• [RECORD SET]
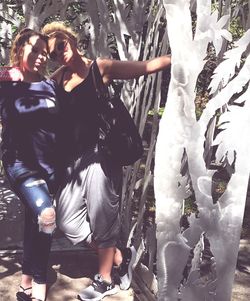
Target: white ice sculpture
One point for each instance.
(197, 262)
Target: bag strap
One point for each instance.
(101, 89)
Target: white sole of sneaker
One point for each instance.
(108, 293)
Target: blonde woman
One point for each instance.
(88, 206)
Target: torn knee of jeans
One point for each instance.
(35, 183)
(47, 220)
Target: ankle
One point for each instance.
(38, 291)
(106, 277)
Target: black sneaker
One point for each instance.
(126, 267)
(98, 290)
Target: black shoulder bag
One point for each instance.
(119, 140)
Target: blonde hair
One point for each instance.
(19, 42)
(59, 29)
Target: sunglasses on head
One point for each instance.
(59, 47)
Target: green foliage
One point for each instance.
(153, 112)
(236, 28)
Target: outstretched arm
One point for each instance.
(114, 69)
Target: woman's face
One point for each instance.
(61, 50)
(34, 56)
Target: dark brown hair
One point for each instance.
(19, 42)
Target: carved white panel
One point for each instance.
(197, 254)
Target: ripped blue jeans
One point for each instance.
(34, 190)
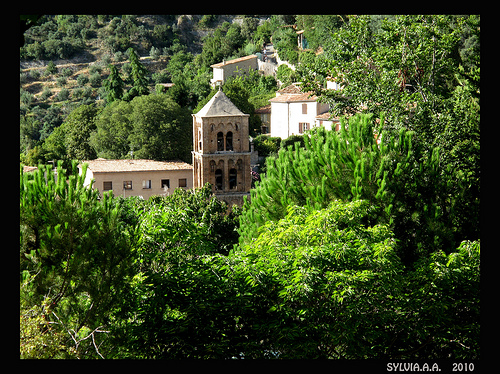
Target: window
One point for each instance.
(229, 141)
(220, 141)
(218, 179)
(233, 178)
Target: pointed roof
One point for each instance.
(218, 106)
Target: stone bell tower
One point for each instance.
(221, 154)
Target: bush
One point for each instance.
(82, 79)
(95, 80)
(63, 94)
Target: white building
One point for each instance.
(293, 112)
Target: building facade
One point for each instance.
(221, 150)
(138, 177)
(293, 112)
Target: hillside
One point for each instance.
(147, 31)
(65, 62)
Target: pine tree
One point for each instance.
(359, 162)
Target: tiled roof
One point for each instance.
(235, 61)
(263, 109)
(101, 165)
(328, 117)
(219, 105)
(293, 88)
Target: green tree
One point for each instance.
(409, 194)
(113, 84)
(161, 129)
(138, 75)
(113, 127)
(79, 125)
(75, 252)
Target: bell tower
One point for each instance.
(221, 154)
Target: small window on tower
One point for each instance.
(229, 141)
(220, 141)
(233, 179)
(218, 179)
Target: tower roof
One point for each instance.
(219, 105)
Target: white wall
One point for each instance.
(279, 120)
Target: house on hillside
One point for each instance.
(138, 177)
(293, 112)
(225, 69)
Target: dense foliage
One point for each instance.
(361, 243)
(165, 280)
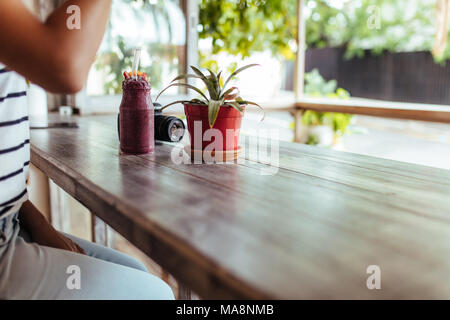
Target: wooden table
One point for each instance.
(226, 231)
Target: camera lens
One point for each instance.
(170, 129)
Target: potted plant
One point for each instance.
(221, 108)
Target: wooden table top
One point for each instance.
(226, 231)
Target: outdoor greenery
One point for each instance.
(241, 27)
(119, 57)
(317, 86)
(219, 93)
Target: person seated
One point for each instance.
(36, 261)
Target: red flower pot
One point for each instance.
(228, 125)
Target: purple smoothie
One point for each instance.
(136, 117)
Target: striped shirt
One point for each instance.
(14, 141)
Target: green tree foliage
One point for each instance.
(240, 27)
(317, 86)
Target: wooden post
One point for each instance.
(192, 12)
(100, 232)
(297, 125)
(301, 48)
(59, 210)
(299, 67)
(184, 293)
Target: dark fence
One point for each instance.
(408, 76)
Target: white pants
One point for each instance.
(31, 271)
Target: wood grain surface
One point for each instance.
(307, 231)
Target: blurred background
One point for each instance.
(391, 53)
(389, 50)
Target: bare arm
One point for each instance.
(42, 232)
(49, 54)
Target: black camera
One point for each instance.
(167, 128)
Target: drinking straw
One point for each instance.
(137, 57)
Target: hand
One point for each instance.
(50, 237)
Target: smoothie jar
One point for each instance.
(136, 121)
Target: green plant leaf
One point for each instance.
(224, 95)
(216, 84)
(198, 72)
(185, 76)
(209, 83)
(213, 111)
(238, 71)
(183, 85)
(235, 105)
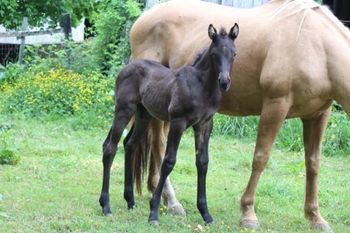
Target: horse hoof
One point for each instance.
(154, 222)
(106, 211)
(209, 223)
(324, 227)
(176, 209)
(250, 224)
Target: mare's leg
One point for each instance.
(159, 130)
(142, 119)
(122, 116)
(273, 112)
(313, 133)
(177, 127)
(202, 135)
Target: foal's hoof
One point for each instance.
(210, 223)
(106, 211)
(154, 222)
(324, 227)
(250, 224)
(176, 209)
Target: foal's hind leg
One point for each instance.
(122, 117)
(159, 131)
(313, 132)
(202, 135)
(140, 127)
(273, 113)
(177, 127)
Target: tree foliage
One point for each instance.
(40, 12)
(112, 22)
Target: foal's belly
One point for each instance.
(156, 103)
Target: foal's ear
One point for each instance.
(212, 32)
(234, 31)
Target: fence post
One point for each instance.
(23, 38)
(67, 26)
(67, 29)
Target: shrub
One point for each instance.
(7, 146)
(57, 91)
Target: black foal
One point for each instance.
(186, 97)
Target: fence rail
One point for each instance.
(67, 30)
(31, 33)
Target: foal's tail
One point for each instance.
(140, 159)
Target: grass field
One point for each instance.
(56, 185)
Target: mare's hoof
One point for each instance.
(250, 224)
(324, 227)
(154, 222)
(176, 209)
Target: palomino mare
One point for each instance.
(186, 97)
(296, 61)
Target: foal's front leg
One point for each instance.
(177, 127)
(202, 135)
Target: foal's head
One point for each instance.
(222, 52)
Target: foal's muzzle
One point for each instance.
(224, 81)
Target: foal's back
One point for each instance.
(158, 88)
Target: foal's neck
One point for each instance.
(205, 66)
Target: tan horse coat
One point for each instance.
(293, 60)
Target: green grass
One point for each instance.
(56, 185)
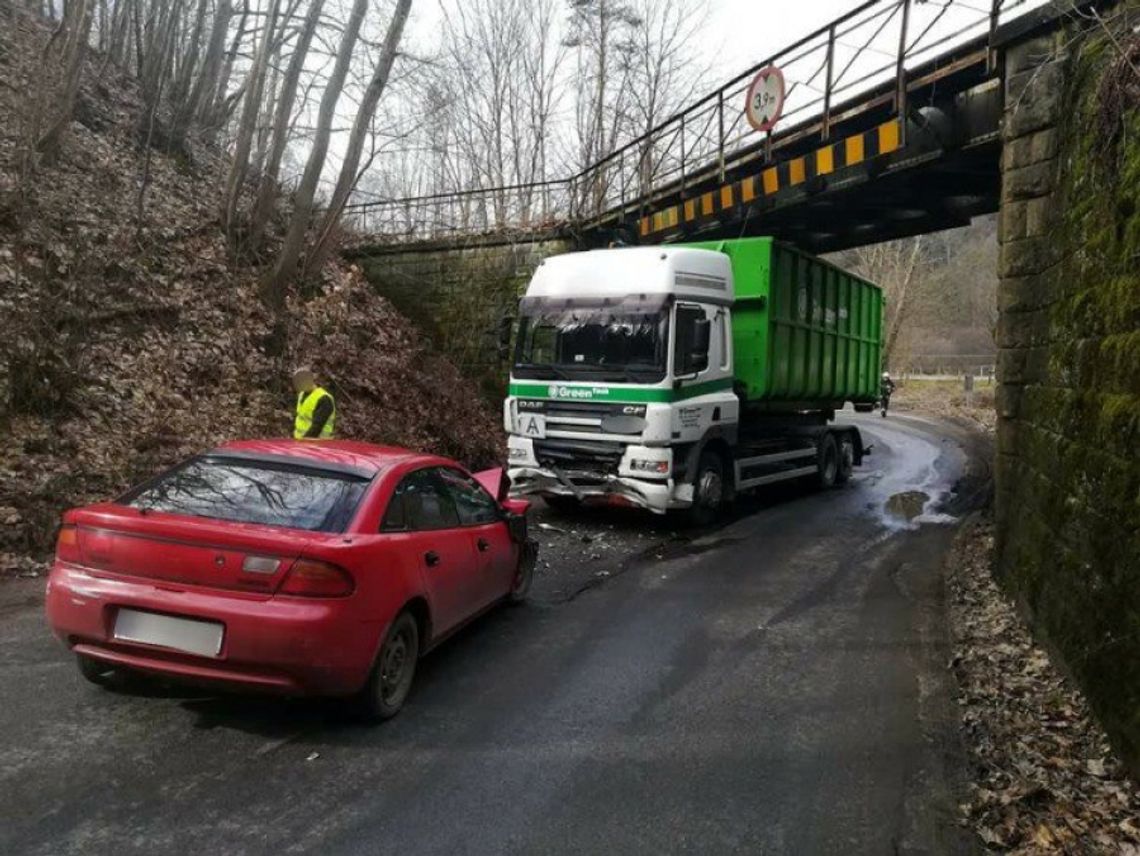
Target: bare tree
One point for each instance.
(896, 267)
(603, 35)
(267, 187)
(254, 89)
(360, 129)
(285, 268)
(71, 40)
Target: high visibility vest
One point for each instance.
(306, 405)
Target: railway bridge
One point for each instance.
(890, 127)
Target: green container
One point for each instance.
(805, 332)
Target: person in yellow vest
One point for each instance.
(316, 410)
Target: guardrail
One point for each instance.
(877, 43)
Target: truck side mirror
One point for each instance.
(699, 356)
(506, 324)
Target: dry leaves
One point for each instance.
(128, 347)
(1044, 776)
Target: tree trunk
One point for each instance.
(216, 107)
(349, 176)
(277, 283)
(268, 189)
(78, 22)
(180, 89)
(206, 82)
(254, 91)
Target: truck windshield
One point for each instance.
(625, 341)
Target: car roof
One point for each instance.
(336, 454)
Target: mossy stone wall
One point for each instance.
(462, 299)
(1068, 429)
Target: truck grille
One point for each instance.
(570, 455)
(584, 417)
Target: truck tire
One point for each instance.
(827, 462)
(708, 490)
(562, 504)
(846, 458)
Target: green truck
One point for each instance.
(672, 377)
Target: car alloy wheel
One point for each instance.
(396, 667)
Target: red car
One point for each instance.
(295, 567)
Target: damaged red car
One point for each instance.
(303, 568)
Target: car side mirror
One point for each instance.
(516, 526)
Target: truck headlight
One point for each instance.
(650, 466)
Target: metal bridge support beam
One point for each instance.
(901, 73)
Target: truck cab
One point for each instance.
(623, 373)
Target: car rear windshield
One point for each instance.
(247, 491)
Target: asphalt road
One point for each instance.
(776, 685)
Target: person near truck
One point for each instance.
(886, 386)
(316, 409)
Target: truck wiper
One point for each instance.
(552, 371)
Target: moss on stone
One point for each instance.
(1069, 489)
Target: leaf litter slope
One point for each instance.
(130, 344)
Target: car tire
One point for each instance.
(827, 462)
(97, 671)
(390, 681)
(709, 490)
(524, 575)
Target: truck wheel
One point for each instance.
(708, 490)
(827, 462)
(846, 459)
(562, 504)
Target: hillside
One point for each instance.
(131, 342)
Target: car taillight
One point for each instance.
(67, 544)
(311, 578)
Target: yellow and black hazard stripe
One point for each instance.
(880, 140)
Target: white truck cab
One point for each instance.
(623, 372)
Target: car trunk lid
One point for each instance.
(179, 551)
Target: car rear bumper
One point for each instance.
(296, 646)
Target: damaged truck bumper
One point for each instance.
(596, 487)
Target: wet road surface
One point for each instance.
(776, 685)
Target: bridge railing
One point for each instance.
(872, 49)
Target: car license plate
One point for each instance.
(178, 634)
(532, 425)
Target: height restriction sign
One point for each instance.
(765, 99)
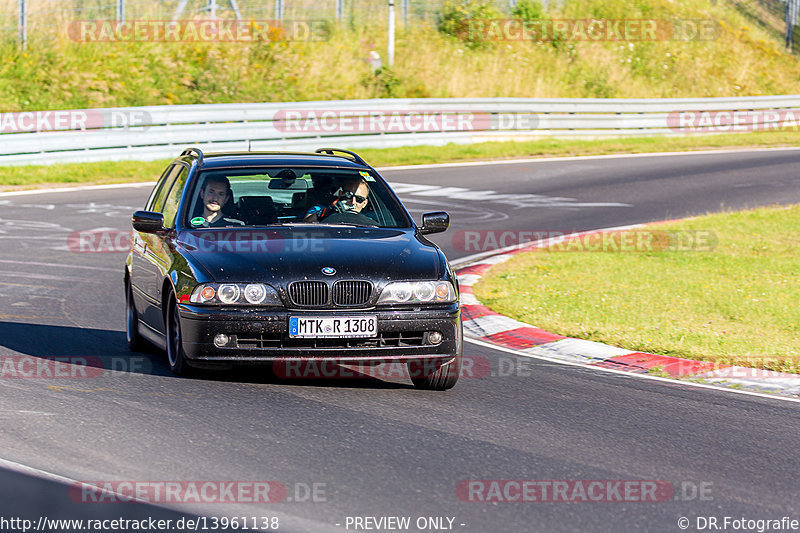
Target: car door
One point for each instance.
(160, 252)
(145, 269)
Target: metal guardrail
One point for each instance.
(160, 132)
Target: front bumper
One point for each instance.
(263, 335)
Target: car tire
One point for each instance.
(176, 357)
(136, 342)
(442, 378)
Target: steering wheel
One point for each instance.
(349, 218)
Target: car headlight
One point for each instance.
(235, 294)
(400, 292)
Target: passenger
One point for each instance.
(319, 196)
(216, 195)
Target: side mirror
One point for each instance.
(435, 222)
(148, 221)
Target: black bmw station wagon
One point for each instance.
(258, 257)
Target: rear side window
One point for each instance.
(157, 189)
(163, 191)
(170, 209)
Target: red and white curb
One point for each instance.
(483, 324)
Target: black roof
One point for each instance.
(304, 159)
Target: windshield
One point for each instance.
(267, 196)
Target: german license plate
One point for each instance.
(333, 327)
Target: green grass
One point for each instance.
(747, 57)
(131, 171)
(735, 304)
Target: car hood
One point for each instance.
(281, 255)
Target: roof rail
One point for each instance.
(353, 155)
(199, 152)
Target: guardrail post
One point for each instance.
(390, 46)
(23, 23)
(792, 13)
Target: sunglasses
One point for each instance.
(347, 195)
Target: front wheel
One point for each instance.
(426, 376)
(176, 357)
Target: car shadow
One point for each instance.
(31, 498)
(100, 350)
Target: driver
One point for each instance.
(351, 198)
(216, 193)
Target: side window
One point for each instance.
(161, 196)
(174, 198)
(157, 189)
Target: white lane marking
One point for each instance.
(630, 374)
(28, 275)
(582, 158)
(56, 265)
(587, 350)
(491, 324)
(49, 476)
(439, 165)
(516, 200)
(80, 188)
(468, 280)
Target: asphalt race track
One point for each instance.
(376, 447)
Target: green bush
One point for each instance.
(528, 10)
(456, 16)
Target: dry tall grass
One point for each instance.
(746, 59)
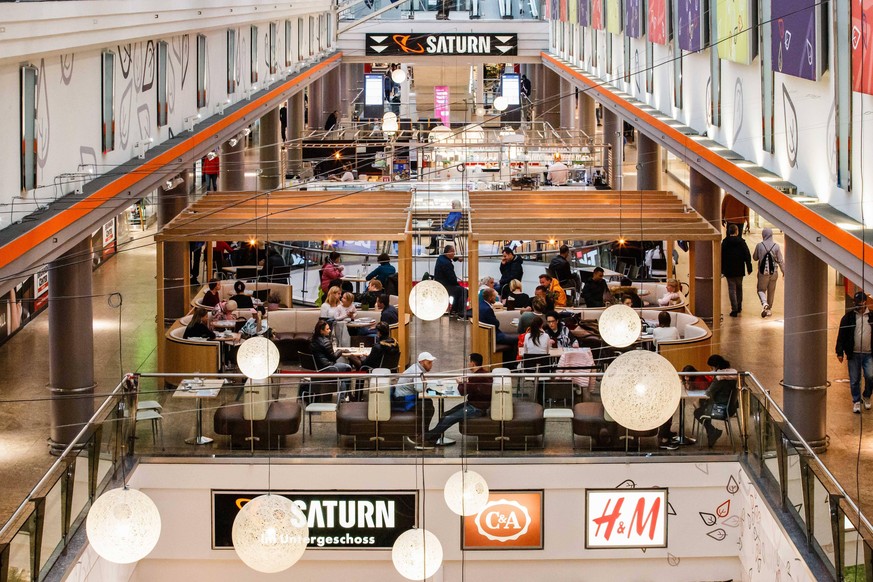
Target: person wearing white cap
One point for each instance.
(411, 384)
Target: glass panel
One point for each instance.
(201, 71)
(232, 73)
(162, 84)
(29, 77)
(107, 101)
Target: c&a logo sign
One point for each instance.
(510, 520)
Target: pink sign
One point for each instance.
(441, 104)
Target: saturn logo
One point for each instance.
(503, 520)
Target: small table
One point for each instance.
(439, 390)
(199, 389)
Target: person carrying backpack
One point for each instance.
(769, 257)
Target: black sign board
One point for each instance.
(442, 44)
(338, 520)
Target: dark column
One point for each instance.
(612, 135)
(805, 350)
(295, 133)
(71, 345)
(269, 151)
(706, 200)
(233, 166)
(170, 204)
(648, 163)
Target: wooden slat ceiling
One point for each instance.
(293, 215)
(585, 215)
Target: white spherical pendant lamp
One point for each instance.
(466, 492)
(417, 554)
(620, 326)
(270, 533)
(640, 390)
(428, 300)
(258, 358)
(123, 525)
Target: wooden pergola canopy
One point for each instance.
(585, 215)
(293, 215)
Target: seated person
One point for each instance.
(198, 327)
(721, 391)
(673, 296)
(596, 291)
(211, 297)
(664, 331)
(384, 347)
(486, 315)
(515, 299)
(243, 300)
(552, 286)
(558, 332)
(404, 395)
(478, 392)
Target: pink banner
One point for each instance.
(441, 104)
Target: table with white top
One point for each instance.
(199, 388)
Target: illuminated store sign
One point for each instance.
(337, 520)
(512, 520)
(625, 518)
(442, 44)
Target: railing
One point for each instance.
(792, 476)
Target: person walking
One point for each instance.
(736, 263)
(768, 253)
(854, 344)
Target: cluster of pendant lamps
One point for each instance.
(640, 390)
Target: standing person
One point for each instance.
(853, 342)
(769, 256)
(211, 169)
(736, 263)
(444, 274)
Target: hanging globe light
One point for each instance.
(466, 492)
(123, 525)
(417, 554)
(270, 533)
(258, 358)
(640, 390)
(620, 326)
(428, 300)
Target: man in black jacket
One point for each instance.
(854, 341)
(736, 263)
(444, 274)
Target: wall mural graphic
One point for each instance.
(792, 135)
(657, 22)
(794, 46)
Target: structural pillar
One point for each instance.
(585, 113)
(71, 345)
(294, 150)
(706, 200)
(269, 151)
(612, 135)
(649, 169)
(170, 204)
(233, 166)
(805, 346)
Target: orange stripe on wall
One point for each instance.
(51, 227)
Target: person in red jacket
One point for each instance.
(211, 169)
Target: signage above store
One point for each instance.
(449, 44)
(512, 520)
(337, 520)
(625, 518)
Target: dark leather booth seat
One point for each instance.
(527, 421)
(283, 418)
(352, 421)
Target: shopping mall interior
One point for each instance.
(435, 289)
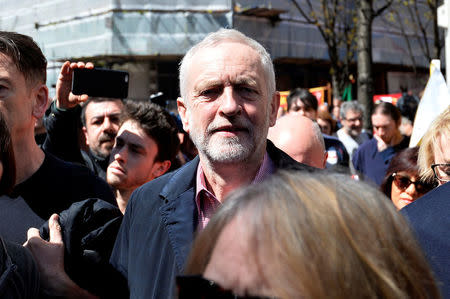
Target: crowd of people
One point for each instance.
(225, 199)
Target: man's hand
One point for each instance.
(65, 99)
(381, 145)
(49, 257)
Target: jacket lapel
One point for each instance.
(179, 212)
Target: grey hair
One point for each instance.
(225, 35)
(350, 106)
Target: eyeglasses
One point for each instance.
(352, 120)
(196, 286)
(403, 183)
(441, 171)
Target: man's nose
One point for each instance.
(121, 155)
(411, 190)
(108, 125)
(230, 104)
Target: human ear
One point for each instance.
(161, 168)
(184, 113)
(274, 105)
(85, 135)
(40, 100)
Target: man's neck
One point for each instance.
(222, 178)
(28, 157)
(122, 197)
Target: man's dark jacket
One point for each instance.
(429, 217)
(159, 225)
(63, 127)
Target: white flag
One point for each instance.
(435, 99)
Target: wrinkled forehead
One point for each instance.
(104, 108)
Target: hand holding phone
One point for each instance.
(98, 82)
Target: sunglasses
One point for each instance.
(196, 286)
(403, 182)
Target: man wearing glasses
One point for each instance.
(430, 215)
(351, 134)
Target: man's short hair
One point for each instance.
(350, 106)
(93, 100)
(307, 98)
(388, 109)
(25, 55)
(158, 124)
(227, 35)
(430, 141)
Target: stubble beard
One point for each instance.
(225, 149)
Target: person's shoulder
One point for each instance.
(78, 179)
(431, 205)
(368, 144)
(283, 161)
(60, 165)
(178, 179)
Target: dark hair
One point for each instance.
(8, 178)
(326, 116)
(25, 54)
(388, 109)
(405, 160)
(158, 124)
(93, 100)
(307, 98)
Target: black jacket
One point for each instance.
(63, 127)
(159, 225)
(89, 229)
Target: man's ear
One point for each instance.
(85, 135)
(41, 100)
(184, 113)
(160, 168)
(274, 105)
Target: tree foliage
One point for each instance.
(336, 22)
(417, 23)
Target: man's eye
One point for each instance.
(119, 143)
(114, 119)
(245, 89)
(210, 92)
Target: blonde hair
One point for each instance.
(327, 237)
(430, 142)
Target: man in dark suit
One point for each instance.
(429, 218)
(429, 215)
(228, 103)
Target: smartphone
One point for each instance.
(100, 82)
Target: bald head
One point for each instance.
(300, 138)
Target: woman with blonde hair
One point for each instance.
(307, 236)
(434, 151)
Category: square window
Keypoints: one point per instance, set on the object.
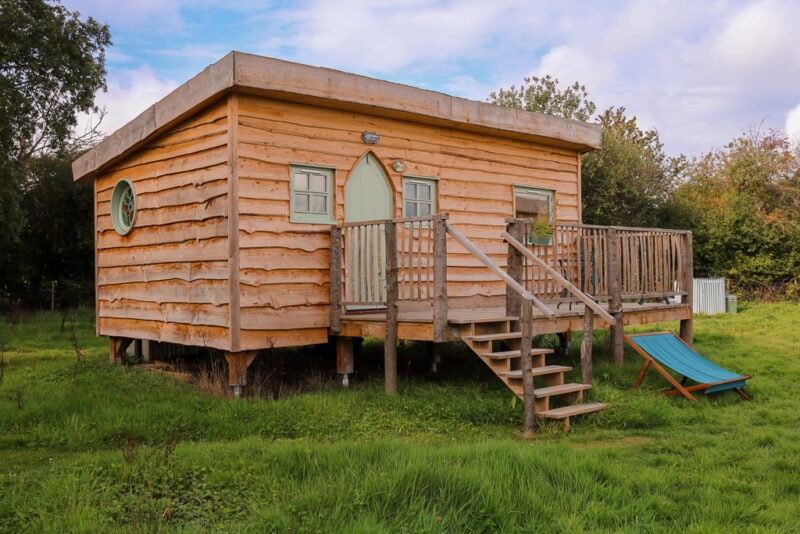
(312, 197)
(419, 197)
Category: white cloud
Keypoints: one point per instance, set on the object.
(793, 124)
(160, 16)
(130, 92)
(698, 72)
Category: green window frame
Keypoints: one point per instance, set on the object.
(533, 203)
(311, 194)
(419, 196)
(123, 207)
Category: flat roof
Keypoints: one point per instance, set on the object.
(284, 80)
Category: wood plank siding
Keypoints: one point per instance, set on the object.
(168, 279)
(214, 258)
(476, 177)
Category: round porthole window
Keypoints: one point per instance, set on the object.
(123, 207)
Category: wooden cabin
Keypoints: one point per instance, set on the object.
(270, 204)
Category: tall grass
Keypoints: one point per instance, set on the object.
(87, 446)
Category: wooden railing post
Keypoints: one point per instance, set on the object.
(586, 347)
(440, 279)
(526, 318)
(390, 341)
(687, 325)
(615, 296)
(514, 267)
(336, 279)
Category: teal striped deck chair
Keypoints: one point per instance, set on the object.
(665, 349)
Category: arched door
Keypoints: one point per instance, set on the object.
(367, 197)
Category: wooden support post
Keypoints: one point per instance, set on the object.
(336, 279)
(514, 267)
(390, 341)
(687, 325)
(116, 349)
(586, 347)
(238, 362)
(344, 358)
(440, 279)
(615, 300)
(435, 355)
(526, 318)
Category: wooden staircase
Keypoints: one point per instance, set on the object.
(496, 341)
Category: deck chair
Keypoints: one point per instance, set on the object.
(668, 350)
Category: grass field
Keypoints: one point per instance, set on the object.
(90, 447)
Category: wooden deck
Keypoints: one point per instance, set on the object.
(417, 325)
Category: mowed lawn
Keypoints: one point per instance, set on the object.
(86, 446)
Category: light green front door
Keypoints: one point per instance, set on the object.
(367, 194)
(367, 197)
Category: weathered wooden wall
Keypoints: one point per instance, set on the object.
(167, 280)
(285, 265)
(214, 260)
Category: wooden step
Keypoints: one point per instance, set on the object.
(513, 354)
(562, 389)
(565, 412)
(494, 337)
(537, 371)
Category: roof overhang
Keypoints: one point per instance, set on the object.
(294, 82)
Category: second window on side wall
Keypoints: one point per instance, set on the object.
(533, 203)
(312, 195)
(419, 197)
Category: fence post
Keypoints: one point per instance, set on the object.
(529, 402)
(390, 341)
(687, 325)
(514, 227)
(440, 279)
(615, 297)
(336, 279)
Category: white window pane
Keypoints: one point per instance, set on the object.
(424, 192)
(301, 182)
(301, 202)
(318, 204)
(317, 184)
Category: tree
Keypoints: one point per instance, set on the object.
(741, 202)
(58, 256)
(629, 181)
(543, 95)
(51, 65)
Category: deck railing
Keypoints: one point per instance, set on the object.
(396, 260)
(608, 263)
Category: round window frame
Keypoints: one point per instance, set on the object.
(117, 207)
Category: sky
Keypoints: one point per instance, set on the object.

• [WHAT NEEDS TO BE DONE]
Above are some records. Output exactly the lines from the one that contains "Target: person in red jacket" to the one that contains "Target: man's hand", keeping both, and omit the pictures.

• [EXERCISE ANSWER]
Target: person in red jacket
One point for each instance.
(211, 169)
Target: signage above store
One point for each instance.
(449, 44)
(512, 520)
(337, 520)
(625, 518)
Target: dark leather booth seat
One point for each instance.
(527, 421)
(283, 418)
(352, 421)
Target: shopping mall interior
One point for each instance.
(435, 289)
Target: crowd of people
One point for each instance.
(225, 199)
Target: man's hand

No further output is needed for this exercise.